WORK REQUEST:
With the line containing "Please examine the image above and find the corrugated" as the first and the final line of the entries as the last, repeat exactly the lines in that span, including both.

DATASET ENTRIES:
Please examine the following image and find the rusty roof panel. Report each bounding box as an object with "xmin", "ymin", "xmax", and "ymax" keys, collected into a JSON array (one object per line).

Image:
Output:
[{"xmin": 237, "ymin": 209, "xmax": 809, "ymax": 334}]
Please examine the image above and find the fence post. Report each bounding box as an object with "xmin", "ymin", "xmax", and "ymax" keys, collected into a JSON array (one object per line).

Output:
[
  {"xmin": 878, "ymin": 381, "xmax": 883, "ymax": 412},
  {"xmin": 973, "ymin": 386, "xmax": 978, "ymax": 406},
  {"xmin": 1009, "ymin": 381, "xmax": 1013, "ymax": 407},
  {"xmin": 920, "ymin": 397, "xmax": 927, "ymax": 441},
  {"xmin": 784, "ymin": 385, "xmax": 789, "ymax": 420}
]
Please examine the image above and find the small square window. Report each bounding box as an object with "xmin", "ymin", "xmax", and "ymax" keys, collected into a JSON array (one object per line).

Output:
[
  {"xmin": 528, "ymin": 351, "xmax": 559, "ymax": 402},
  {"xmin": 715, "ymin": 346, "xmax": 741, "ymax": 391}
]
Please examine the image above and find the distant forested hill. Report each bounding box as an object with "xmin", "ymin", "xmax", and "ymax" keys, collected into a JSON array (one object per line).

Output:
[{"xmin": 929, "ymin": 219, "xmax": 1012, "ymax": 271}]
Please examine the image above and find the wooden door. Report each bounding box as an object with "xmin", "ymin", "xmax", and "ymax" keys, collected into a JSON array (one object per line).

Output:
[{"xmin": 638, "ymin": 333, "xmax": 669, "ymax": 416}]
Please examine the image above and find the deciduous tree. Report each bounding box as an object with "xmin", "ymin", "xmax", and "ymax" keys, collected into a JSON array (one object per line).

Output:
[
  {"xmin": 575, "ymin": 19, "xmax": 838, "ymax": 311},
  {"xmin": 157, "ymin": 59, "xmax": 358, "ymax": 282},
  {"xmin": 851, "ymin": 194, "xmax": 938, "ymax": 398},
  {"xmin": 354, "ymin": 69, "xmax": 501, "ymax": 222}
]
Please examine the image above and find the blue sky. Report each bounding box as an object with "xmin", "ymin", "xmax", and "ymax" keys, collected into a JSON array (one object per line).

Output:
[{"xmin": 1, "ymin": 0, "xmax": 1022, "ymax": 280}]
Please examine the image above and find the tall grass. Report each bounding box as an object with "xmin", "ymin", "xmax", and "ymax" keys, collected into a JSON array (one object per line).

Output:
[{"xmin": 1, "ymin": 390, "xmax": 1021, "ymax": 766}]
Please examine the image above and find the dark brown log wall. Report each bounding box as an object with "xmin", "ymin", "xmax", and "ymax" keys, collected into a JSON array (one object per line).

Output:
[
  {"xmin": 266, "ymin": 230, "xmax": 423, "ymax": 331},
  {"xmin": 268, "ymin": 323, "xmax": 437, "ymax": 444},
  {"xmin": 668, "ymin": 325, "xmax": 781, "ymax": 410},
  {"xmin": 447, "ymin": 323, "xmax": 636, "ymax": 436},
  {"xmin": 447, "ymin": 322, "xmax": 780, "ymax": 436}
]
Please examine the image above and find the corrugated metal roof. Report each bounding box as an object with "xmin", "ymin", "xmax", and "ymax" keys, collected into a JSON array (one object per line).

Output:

REPLY:
Please examine the image above and find the corrugated metal roof. Report each bounding box as an object with "xmin", "ymin", "xmax", and "ymax" keys, collected into a JSON array (one object per line).

Output:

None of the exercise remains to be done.